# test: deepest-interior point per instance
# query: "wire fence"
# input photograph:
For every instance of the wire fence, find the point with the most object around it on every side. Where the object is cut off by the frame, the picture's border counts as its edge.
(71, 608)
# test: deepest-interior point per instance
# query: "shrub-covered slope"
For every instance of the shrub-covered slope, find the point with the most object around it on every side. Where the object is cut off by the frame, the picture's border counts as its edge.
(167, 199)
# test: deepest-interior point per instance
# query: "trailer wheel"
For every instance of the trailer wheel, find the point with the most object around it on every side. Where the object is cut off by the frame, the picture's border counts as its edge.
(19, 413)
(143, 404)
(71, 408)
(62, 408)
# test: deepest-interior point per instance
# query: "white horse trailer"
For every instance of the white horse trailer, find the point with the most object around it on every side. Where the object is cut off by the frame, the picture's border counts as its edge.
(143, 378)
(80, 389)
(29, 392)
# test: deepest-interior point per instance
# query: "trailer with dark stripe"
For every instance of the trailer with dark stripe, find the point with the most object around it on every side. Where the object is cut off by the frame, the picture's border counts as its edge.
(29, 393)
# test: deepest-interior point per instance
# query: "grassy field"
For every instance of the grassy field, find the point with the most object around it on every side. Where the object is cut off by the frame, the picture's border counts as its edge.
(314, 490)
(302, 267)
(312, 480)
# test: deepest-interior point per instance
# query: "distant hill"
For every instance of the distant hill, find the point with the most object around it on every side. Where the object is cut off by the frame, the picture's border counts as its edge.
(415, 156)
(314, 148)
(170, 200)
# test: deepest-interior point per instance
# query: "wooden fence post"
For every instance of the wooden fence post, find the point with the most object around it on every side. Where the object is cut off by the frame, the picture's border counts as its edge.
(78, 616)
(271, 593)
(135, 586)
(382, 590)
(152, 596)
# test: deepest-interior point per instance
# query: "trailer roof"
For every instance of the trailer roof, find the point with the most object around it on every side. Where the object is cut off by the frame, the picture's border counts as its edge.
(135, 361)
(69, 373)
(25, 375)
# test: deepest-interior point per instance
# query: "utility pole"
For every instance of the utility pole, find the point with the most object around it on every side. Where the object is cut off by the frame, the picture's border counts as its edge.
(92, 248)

※ ※ ※

> _Required work_
Copy out the lines of the data where the string "query" occurs.

> _Result_
# query: "wire fence"
# query: "shrub-covered slope"
# query: "trailer wheel"
# query: "white horse trailer"
# query: "trailer with dark stripe"
# query: "grassy field"
# query: "distant hill"
# query: "wooden fence post"
# query: "trailer roof"
# query: "utility pole"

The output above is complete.